**What the task requires**
Please output the records exactly, starting at the first line of the records and ending after the line that contains "Query: car wheel".
start Given information
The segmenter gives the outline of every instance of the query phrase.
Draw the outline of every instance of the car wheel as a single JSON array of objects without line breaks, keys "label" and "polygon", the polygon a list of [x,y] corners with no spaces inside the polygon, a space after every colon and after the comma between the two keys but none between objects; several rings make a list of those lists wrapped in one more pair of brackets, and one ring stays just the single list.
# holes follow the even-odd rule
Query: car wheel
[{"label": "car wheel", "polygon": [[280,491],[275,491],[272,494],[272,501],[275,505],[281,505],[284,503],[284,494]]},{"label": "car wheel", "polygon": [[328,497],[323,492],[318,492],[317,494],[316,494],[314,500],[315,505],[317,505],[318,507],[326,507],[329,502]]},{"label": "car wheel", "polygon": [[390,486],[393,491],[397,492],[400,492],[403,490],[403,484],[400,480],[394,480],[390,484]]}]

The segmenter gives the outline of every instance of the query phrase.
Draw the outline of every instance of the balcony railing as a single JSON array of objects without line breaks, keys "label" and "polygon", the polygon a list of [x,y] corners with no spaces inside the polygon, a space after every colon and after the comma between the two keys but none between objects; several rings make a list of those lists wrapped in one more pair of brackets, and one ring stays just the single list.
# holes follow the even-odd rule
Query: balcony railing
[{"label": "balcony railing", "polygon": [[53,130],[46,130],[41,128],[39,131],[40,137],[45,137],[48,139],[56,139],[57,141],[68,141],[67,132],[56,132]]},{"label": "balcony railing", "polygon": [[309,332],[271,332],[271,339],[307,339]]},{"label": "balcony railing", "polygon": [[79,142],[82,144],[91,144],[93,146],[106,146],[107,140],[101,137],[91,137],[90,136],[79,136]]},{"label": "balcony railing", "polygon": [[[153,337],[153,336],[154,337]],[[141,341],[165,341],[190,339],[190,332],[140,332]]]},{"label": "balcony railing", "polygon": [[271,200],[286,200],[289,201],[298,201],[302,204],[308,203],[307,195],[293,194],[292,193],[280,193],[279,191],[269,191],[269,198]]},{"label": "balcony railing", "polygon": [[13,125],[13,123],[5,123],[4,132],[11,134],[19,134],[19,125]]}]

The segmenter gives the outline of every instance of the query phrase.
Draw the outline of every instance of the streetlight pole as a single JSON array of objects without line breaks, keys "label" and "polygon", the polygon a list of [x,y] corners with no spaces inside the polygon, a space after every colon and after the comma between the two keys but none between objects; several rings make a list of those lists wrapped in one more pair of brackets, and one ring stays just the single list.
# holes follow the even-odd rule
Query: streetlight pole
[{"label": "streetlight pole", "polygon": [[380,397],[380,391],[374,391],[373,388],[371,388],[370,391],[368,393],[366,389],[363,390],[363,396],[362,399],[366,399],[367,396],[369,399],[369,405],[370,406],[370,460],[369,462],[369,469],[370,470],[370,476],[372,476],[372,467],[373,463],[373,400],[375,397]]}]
end Given information
**Task response**
The segmenter gives the outline of every instance of the query phrase.
Draw the outline of every instance of the car wheel as a single JSON array of objects without line breaks, keys "label" and "polygon", the polygon a list of [x,y] corners with no spaces inside the polygon, a space after every colon and after the comma between the two keys but none between objects; several rings make a list of those lists wrapped in one more pair of brackets, and one ring stays just the single list.
# holes follow the even-odd rule
Query: car wheel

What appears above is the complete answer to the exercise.